Copy the listing in full and exactly, omitting its images.

+++++

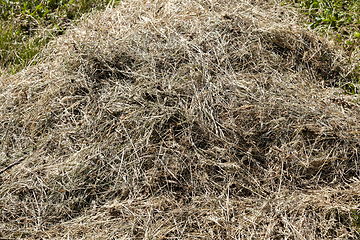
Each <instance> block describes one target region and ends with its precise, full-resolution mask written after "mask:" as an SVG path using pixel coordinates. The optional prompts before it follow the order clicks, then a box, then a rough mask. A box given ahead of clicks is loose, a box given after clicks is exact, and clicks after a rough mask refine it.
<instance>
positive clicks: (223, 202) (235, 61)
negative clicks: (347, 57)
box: [0, 0, 360, 239]
mask: <svg viewBox="0 0 360 240" xmlns="http://www.w3.org/2000/svg"><path fill="white" fill-rule="evenodd" d="M256 2H257V3H252V2H251V1H245V0H243V1H232V0H227V1H225V0H224V1H177V0H174V1H165V0H164V1H161V0H159V1H145V2H144V1H138V0H131V1H130V0H129V1H123V2H121V4H120V5H119V7H118V8H116V9H113V10H110V9H108V10H106V11H105V12H102V13H98V14H97V15H94V16H90V17H89V19H87V20H84V21H83V22H82V23H80V24H79V25H78V26H77V27H76V28H74V29H72V30H69V31H68V32H67V33H66V34H65V35H64V36H62V37H60V38H58V39H57V40H56V42H53V43H52V44H51V45H49V47H48V48H47V49H46V50H44V52H43V54H42V56H41V57H40V58H39V59H38V60H37V61H38V62H39V63H41V64H38V65H37V66H33V67H29V68H27V69H26V70H24V71H22V72H20V73H18V74H16V75H14V76H3V77H2V78H1V81H0V83H1V85H0V140H1V145H0V147H1V149H0V151H1V159H2V161H1V162H0V166H1V168H3V167H5V166H8V165H9V164H10V162H12V161H11V159H19V158H23V157H25V156H29V155H30V154H31V153H33V152H36V154H34V155H30V156H29V157H27V158H26V160H24V161H23V162H22V163H21V164H18V165H17V166H14V167H12V168H11V171H10V170H9V171H6V172H4V173H3V174H2V175H1V176H0V184H1V185H0V193H1V194H0V202H1V208H0V209H1V214H0V219H1V225H0V237H3V238H4V237H5V238H6V237H13V238H26V239H37V238H51V239H69V238H70V239H85V238H87V239H89V238H91V239H153V238H156V239H330V238H331V239H357V238H359V229H358V228H359V223H356V219H358V218H359V216H357V218H356V213H359V210H360V205H359V197H360V196H359V193H360V189H359V186H360V185H359V180H358V179H359V174H360V170H359V155H358V149H359V146H360V122H359V119H360V112H359V104H358V102H356V101H354V100H356V99H355V98H354V99H351V98H349V97H345V96H342V95H341V89H339V88H337V86H338V85H339V82H344V81H346V76H344V75H343V71H344V69H350V68H351V67H353V66H352V65H347V63H346V57H345V55H344V53H343V52H342V51H341V50H340V49H338V48H337V47H336V45H334V44H333V43H332V42H329V41H328V40H327V39H322V38H320V37H318V36H317V35H315V34H314V33H312V32H309V31H308V30H305V29H302V28H301V27H300V26H298V25H297V24H296V22H295V20H296V19H297V17H296V13H294V12H291V11H290V10H288V9H286V8H283V7H281V6H278V5H276V4H270V3H269V2H268V1H256ZM354 64H355V63H354Z"/></svg>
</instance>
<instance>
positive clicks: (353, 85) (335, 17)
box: [285, 0, 360, 231]
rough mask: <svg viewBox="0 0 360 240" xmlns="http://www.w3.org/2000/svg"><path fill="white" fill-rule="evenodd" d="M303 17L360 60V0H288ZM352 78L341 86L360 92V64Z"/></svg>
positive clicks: (319, 31)
mask: <svg viewBox="0 0 360 240" xmlns="http://www.w3.org/2000/svg"><path fill="white" fill-rule="evenodd" d="M285 3H290V4H292V5H293V6H294V7H296V8H297V9H298V10H299V11H300V12H301V13H302V14H303V15H304V16H305V18H304V20H305V21H304V23H305V25H307V26H308V27H309V28H311V29H314V30H316V31H317V32H319V33H320V34H322V35H327V36H329V37H330V38H332V39H333V40H335V41H336V42H338V43H339V44H340V45H341V46H342V47H343V48H344V50H346V52H347V54H348V58H349V62H352V61H358V57H359V55H357V54H356V53H358V52H359V49H360V33H359V31H360V15H359V13H360V2H359V1H358V0H286V1H285ZM348 74H349V75H350V76H351V79H352V81H351V82H346V83H344V84H343V85H342V88H343V89H344V90H345V91H346V92H347V93H348V94H359V93H360V88H359V84H360V66H357V67H355V68H354V69H351V71H350V72H349V73H348ZM352 218H353V222H354V225H355V226H356V227H357V228H359V231H360V220H359V219H360V212H358V211H353V212H352Z"/></svg>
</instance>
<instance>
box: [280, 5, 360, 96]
mask: <svg viewBox="0 0 360 240" xmlns="http://www.w3.org/2000/svg"><path fill="white" fill-rule="evenodd" d="M284 3H286V4H290V5H292V6H294V7H296V8H297V9H298V10H299V11H300V12H301V13H302V14H303V16H304V19H305V22H304V24H305V25H306V26H307V27H309V28H311V29H314V30H316V31H317V32H319V33H320V34H321V35H327V36H329V37H330V38H332V39H333V40H335V41H336V42H338V43H339V45H341V46H342V47H343V49H344V50H345V51H346V52H347V54H348V59H349V62H351V63H352V62H354V61H358V59H356V56H354V53H356V52H358V51H359V47H360V1H359V0H285V1H284ZM349 75H350V77H351V79H352V83H351V84H360V66H358V67H354V68H353V69H352V71H351V72H350V73H349ZM354 86H355V85H351V86H350V87H349V83H345V85H344V89H345V90H346V91H347V92H348V93H349V94H357V93H359V91H358V89H356V88H355V87H354Z"/></svg>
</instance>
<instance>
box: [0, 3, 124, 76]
mask: <svg viewBox="0 0 360 240" xmlns="http://www.w3.org/2000/svg"><path fill="white" fill-rule="evenodd" d="M118 2H119V1H110V0H102V1H93V0H80V1H74V0H64V1H62V0H61V1H59V0H36V1H22V0H15V1H9V0H2V1H0V67H2V68H6V69H7V70H8V71H9V72H11V73H15V72H17V71H19V70H20V69H22V68H24V67H25V66H27V65H28V64H29V63H30V62H31V60H32V59H33V58H34V56H35V55H36V54H37V53H39V52H40V51H41V49H42V48H43V47H44V46H45V45H46V44H47V43H48V42H49V41H50V40H51V39H53V38H54V37H56V36H59V35H62V34H63V33H64V31H65V30H66V29H67V28H68V27H69V26H70V24H71V23H72V22H73V21H75V20H76V19H79V18H80V17H81V16H82V15H83V14H84V13H88V12H90V11H94V10H100V9H104V8H105V7H107V6H108V5H109V4H110V5H111V6H114V5H116V4H118ZM33 63H35V62H33Z"/></svg>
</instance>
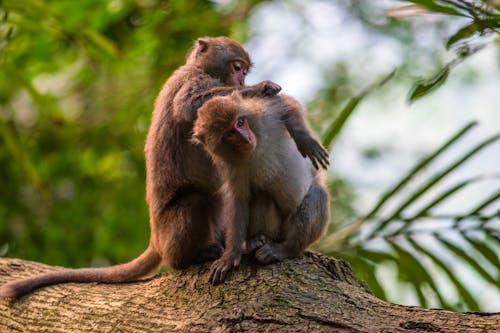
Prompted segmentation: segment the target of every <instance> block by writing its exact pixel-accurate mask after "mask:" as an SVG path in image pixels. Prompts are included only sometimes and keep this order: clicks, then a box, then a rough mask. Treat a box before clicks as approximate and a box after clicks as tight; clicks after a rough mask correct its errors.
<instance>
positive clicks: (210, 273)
mask: <svg viewBox="0 0 500 333" xmlns="http://www.w3.org/2000/svg"><path fill="white" fill-rule="evenodd" d="M216 272H217V269H212V270H211V271H210V277H209V278H208V281H209V282H210V283H211V284H216V281H215V275H216Z"/></svg>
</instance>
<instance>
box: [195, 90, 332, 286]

+++++

- **Result below**:
Each <instance> block describes one target region and ends with its precise, full-resolution mask written after "mask:" as an SVG path using pixel coordinates. The optional prompts before it follow the order clicks, then a box, then a rough mask. A box given ahead of clicks is loose, a box given after clicks is exact, and clicks after a rough mask refine it.
<instance>
positive clicks: (223, 202) (235, 61)
negative clicks: (347, 57)
box: [0, 0, 360, 239]
mask: <svg viewBox="0 0 360 240" xmlns="http://www.w3.org/2000/svg"><path fill="white" fill-rule="evenodd" d="M256 2H257V3H252V2H251V1H245V0H243V1H232V0H227V1H225V0H224V1H177V0H174V1H165V0H164V1H161V0H159V1H145V2H144V1H138V0H131V1H130V0H129V1H123V2H121V4H120V5H119V7H118V8H116V9H113V10H110V9H108V10H106V11H105V12H102V13H98V14H97V15H94V16H90V17H89V19H87V20H84V21H83V22H82V23H80V24H79V25H78V26H77V27H76V28H74V29H72V30H69V31H68V32H67V33H66V34H65V35H64V36H62V37H60V38H58V39H57V40H56V42H53V43H52V44H51V45H49V47H48V48H47V49H46V50H44V52H43V54H42V56H41V57H40V58H39V59H38V60H37V61H38V62H39V63H41V64H38V65H37V66H33V67H29V68H27V69H26V70H24V71H22V72H20V73H18V74H16V75H14V76H3V77H2V78H1V81H0V83H1V85H0V140H1V145H0V147H1V149H0V151H1V159H2V161H1V162H0V166H1V168H3V167H5V166H8V165H9V164H10V162H12V161H11V159H19V158H23V157H25V156H29V155H30V154H31V153H33V152H36V154H34V155H30V156H29V157H27V158H26V160H24V161H23V162H22V163H21V164H18V165H17V166H14V167H12V168H11V171H10V170H9V171H6V172H4V173H3V174H2V175H1V176H0V184H1V185H0V193H1V194H0V202H1V208H0V209H1V214H0V219H1V225H0V237H3V238H4V237H5V238H6V237H13V238H26V239H37V238H51V239H69V238H70V239H85V238H87V239H89V238H91V239H153V238H156V239H330V238H331V239H357V238H359V229H358V228H359V223H356V219H358V218H359V216H357V218H356V213H359V210H360V205H359V197H360V196H359V193H360V189H359V186H360V185H359V180H358V179H359V174H360V170H359V155H358V149H359V146H360V122H359V119H360V112H359V104H358V102H356V101H354V100H356V99H355V98H354V99H351V98H349V97H345V96H342V95H341V89H339V88H337V86H338V85H339V82H344V81H346V76H344V75H343V71H344V69H350V68H351V67H353V66H352V65H347V63H346V57H345V55H344V53H343V52H342V51H341V50H340V49H338V48H337V47H336V45H334V44H333V43H332V42H329V41H328V40H327V39H322V38H320V37H318V36H317V35H315V34H314V33H312V32H309V31H308V30H305V29H302V28H301V27H300V26H298V25H297V24H296V22H295V20H296V19H297V17H296V13H294V12H291V11H290V10H288V9H286V8H283V7H281V6H278V5H276V4H270V3H269V2H268V1H256ZM354 64H355V63H354Z"/></svg>
</instance>
<instance>
positive clicks: (353, 85) (335, 17)
box: [285, 0, 360, 231]
rough mask: <svg viewBox="0 0 360 240" xmlns="http://www.w3.org/2000/svg"><path fill="white" fill-rule="evenodd" d="M303 17L360 60V0H288ZM352 78L341 86L360 92V64Z"/></svg>
positive clicks: (319, 31)
mask: <svg viewBox="0 0 360 240" xmlns="http://www.w3.org/2000/svg"><path fill="white" fill-rule="evenodd" d="M285 3H290V4H292V5H293V6H294V7H296V8H297V9H298V10H299V11H300V12H301V13H302V14H303V15H304V16H305V18H304V20H305V21H304V23H305V25H307V26H308V27H309V28H311V29H314V30H316V31H317V32H319V33H320V34H322V35H327V36H329V37H330V38H332V39H333V40H335V41H336V42H338V43H339V44H340V45H341V46H342V47H343V48H344V50H346V52H347V54H348V58H349V62H352V61H358V57H359V55H357V54H356V53H358V52H359V49H360V33H359V31H360V15H359V13H360V2H359V1H358V0H286V1H285ZM348 74H349V75H350V76H351V79H352V81H351V82H346V83H344V84H343V85H342V88H343V89H344V90H345V91H346V92H347V93H348V94H359V93H360V88H359V84H360V66H357V67H355V68H354V69H351V71H350V72H349V73H348ZM352 218H353V222H354V225H355V226H356V227H357V228H359V231H360V220H359V219H360V212H358V211H353V212H352Z"/></svg>
</instance>
<instance>
box: [280, 5, 360, 96]
mask: <svg viewBox="0 0 360 240" xmlns="http://www.w3.org/2000/svg"><path fill="white" fill-rule="evenodd" d="M284 3H286V4H290V5H292V6H294V7H296V8H297V9H298V10H299V11H300V12H301V13H302V14H303V16H304V19H305V22H304V24H305V25H306V26H307V27H309V28H311V29H314V30H316V31H317V32H319V33H320V34H321V35H327V36H329V37H330V38H332V39H333V40H335V41H336V42H338V43H339V45H341V46H342V47H343V49H344V50H345V51H346V52H347V54H348V59H349V62H351V63H352V62H354V61H358V59H356V56H354V53H356V52H358V51H359V47H360V1H359V0H285V1H284ZM349 75H350V77H351V79H352V83H351V84H360V66H358V67H354V68H353V69H352V71H351V72H350V73H349ZM354 86H355V85H351V86H350V87H349V83H345V85H344V89H345V90H346V91H347V92H348V93H349V94H357V93H359V91H358V89H356V88H355V87H354Z"/></svg>
</instance>
<instance>
box: [0, 3, 124, 76]
mask: <svg viewBox="0 0 360 240" xmlns="http://www.w3.org/2000/svg"><path fill="white" fill-rule="evenodd" d="M118 2H119V1H110V0H102V1H93V0H80V1H74V0H64V1H62V0H61V1H59V0H36V1H22V0H15V1H9V0H2V1H0V67H2V68H6V69H7V70H8V71H9V72H11V73H15V72H17V71H19V70H20V69H22V68H24V67H25V66H27V65H28V64H29V63H30V62H31V60H32V59H33V58H34V56H35V55H36V54H37V53H39V52H40V51H41V49H42V48H43V47H44V46H45V45H46V44H47V43H48V42H49V41H50V40H51V39H53V38H54V37H56V36H59V35H62V34H63V33H64V31H65V30H66V29H67V28H68V27H69V26H70V24H71V23H72V22H73V21H75V20H76V19H79V18H80V17H81V16H82V15H83V14H84V13H88V12H90V11H94V10H100V9H104V8H105V7H107V6H108V5H109V4H110V5H111V6H114V5H116V4H118ZM33 63H35V62H33Z"/></svg>
</instance>
Prompted segmentation: segment the target of every <instance> block by writing its exact pixel-accurate mask after "mask:" as an SVG path in image pixels. Prompts are included only sometimes and keep this order: clicks, then a box, then a rough mask. Treat a box before clicks as approximate and a box after clicks as tight; clicks after a rough mask correct its errors.
<instance>
positive clicks: (210, 273)
mask: <svg viewBox="0 0 500 333" xmlns="http://www.w3.org/2000/svg"><path fill="white" fill-rule="evenodd" d="M216 272H217V269H212V270H211V271H210V277H209V278H208V281H209V282H210V283H211V284H216V281H215V275H216Z"/></svg>
</instance>
<instance>
box: [195, 90, 332, 286]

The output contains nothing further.